EXERCISE PROMPT =
Present the lines below as a numbered list, omitting any blank lines.

RAW RECORDS =
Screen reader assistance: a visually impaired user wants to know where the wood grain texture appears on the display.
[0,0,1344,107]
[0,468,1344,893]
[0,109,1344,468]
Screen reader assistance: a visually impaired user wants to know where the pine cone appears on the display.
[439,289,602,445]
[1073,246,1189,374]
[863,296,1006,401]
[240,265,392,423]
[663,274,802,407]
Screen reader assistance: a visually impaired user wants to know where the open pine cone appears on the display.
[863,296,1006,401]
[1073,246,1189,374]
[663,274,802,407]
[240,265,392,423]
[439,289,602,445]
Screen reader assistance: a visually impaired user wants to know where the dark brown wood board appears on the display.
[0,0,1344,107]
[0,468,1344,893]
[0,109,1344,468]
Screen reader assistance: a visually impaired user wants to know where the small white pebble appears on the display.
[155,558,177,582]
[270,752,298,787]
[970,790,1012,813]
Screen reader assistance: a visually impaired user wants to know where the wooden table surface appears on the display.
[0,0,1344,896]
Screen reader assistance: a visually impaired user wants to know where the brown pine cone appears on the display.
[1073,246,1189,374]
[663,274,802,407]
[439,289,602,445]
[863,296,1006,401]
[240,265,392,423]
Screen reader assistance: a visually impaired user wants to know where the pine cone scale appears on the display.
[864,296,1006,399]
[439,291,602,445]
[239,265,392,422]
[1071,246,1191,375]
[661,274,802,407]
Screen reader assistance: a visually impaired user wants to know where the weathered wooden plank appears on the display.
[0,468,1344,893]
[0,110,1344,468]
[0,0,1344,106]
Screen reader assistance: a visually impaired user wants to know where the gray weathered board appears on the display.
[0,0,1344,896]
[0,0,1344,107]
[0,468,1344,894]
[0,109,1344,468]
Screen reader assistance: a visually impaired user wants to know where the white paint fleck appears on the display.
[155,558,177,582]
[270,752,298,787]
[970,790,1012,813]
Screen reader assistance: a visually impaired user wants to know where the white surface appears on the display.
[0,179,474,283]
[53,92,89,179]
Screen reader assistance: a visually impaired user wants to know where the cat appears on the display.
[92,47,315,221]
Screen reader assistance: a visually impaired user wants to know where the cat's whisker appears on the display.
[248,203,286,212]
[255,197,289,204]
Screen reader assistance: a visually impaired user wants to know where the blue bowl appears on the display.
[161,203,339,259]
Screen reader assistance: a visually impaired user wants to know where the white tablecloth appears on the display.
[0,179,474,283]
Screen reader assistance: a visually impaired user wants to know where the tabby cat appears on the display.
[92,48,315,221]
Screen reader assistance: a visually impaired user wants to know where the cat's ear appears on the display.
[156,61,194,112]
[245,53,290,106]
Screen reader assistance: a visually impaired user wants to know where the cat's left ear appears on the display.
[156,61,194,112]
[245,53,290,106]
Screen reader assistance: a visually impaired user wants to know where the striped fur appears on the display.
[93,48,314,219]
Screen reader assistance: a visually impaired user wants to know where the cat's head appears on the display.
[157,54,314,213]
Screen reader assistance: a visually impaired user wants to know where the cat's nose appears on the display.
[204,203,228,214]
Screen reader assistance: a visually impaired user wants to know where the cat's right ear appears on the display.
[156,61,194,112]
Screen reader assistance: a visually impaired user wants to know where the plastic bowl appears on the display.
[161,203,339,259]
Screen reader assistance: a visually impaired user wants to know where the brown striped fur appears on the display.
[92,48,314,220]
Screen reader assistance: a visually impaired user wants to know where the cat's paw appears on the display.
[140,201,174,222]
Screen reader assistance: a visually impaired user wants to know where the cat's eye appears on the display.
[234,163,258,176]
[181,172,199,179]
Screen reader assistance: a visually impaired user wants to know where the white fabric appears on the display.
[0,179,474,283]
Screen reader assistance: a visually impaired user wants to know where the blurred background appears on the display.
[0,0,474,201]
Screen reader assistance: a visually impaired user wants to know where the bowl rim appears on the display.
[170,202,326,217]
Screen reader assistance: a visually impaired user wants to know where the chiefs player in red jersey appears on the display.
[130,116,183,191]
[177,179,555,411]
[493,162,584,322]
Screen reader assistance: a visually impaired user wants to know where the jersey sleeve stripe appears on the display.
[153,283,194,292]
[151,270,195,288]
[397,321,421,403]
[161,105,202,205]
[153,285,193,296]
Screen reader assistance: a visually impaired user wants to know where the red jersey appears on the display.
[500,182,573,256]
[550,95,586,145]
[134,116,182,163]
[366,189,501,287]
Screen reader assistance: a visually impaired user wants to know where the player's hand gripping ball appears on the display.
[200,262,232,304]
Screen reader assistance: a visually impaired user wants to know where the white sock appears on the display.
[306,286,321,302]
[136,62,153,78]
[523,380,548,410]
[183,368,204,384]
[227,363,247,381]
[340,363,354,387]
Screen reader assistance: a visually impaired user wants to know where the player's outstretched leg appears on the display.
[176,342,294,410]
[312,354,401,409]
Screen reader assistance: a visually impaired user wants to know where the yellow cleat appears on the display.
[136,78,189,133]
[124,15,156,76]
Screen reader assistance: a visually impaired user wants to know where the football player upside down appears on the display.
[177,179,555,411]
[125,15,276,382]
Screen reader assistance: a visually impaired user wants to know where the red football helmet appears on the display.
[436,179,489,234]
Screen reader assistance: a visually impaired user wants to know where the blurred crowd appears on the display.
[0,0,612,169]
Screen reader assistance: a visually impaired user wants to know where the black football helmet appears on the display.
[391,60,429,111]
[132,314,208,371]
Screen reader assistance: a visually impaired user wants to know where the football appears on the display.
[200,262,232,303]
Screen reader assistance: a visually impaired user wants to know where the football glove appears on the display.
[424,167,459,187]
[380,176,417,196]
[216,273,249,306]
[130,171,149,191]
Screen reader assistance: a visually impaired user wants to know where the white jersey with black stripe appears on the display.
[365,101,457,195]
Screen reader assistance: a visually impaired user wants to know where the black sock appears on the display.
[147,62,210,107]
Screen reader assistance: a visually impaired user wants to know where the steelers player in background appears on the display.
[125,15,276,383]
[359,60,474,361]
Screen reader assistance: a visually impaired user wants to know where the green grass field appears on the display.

TASK ANSWER =
1. Screen reader assistance: a visually impaired user wants to know where the wood grain texture appears on the display.
2. [0,0,1344,107]
3. [0,468,1344,893]
4. [0,109,1344,468]
5. Screen reader assistance: a visually impaired user wants to know where the pine cone appears on the display.
6. [439,289,602,445]
7. [1073,246,1189,374]
8. [863,296,1006,401]
9. [240,265,392,423]
10. [663,274,802,407]
11. Screen reader assistance: a visually impaired user wants to know where the open pine cone appears on the display.
12. [863,296,1006,401]
13. [1073,246,1189,374]
14. [663,274,802,407]
15. [240,265,392,423]
16. [439,289,602,445]
17. Screen reader assistance: a visually impaired user wants to know where the dark brown wood board appears on the display.
18. [0,0,1344,107]
19. [0,468,1344,893]
20. [0,109,1344,468]
21. Screen reader assistance: a visually impaired user wants to know where the small white pebble appears on the display.
22. [155,558,177,582]
23. [270,752,298,787]
24. [970,790,1012,813]
25. Screen reader assistance: a visually impaired user wants to know where the wooden table surface appears on the display.
26. [0,0,1344,896]
27. Screen reader assistance: a visually impaired user wants to know where the brown pine cone appears on the display.
28. [1073,246,1189,374]
29. [663,274,802,407]
30. [439,289,602,445]
31. [863,296,1006,401]
32. [240,265,392,423]
33. Screen reader assistance: a visually impaired user wants to know where the pine cone scale appears on the display.
34. [864,296,1006,399]
35. [439,291,602,445]
36. [239,265,392,422]
37. [1071,246,1191,375]
38. [661,274,802,407]
39. Screen reader assistance: a visually impaired user wants to know where the weathered wooden plank appears on the display.
40. [0,468,1344,893]
41. [0,110,1344,468]
42. [0,0,1344,106]
43. Screen reader assistance: a visually impaired user wants to know where the gray weathered board appears on the display.
44. [0,0,1344,896]
45. [0,0,1344,107]
46. [0,468,1344,894]
47. [0,109,1344,468]
48. Screen reader assistance: a visually impaired user wants to know where the white paint fleck appears on the display.
49. [155,558,177,582]
50. [270,752,298,787]
51. [970,790,1012,813]
52. Screen reader assistance: a visually impaired user wants to know where the white surface appears on the display.
53. [0,179,474,283]
54. [53,92,89,179]
55. Screen reader assistance: a visually impaired user wants to know where the cat appears on the display.
56. [92,47,315,221]
57. Screen reader assistance: a visually impaired user wants to know where the cat's whisker appears on the display.
58. [248,203,286,212]
59. [255,197,289,204]
60. Screen reader assistance: a visually impaired user wants to know where the blue bowl appears on the display.
61. [161,203,339,259]
62. Screen reader assistance: a visually impaired user wants to know where the white tablecloth appears on the display.
63. [0,179,474,283]
64. Screen reader assistance: a visually impaired user wants to know where the tabby cat appears on the display.
65. [92,48,315,221]
66. Screen reader assistance: a visually impaired user wants to know where the cat's ear appears on the display.
67. [156,61,194,112]
68. [245,53,290,106]
69. Screen reader assistance: a visually impaired user wants to know where the cat's left ear appears on the display.
70. [156,61,194,112]
71. [245,53,290,106]
72. Screen reader assistance: a visually impaired user wants to know where the striped fur appears on the display.
73. [93,48,314,219]
74. Screen reader assistance: a visually impaired user wants to know where the cat's head appears on the display.
75. [157,54,314,213]
76. Screen reader assistance: a visually impaired user wants to know where the cat's nose appears on the display.
77. [204,203,228,214]
78. Screen reader assistance: a visually impaired user wants to know where the cat's right ear appears on the display.
79. [156,61,194,112]
80. Screen reader assistance: a visually impaired user wants to know where the plastic bowl appears on the display.
81. [161,203,339,259]
82. Screen reader assistance: a visually impaired user wants to know where the brown striped fur appears on the display.
83. [92,48,314,220]
84. Screen reader assistance: a visually impaired user wants to know where the cat's paw appears on the display.
85. [140,201,174,222]
86. Screen reader assistance: a visually impaired user wants to know where the cat's eye appears on the display.
87. [234,163,258,176]
88. [181,172,199,179]
89. Screen reader assistance: a visually impaired user wants to know where the white fabric appears on the display.
90. [0,179,474,283]
91. Screen reader assistance: a visually impaired user wants to know where the blurred background appears on the display.
92. [0,0,474,201]
93. Screen reader assistance: a visually impaired user wants to know where the bowl rim appears on the display.
94. [170,202,326,217]
95. Screen reader assistance: a visually impaired user wants to know where the chiefs player in red jersey appears on the display.
96. [130,116,183,191]
97. [177,179,555,411]
98. [493,162,584,322]
99. Screen reader assistance: a visually impaired user wants to know where the jersey sleeve stripe appears on the display.
100. [153,283,194,292]
101. [151,270,195,288]
102. [397,321,421,403]
103. [161,105,202,205]
104. [153,285,193,296]
105. Screen reader assistance: a visually impaired user wants to know where the red jersey appears on the display.
106. [500,182,573,256]
107. [550,95,586,145]
108. [134,116,182,163]
109. [366,189,501,287]
110. Screen reader assistance: a visually impaired user wants to know where the player's hand gripping ball appears on the display.
111. [200,262,232,304]
112. Screen reader assistance: a visually impaired user wants to know where the white sock appears on the display.
113. [306,286,321,302]
114. [136,62,153,78]
115. [523,380,548,410]
116. [183,368,204,384]
117. [227,363,247,381]
118. [340,363,354,387]
119. Screen reader assistance: a visually impaired user wants to know where the player's outstretched leg appears on the display.
120. [176,342,294,410]
121. [312,354,401,409]
122. Screen reader assistance: a visually impaired user wants to know where the yellow cleat appears on the display.
123. [136,78,189,133]
124. [124,15,156,76]
125. Screen reader assistance: a visually impaired user wants to know where the football player upside down appears on the display.
126. [177,179,555,411]
127. [125,15,276,382]
128. Screen reader assistance: a visually impaired user wants to know where the red football helmet appears on the display.
129. [436,179,489,234]
130. Screen reader assistance: a visually impaired user wants to know where the blurred crowd appears on the display.
131. [0,0,612,169]
132. Screen reader assistance: a visually impaired user wants to know where the black football helmet appears on the display.
133. [391,60,429,111]
134. [132,314,208,371]
135. Screen reader assistance: a visually impaired user wants to know where the football appears on the display.
136. [200,262,232,303]
137. Screen reader assistance: a visually impaired user wants to know where the football glove appears on the display.
138. [424,167,459,187]
139. [380,176,417,196]
140. [216,273,249,306]
141. [130,171,149,191]
142. Screen reader assistance: a visually impaired user wants to know where the white jersey with black stripe appears on the display.
143. [365,101,457,195]
144. Screen reader assistance: a visually impaired user wants to know where the black sock appears on the display.
145. [147,62,210,107]
146. Screen reader assistance: a visually impaired user wants to know where the steelers player in background appears on the display.
147. [125,15,276,383]
148. [359,60,474,361]
149. Screen reader assistance: a visually impaired user wants to know where the green grass field appears on the display.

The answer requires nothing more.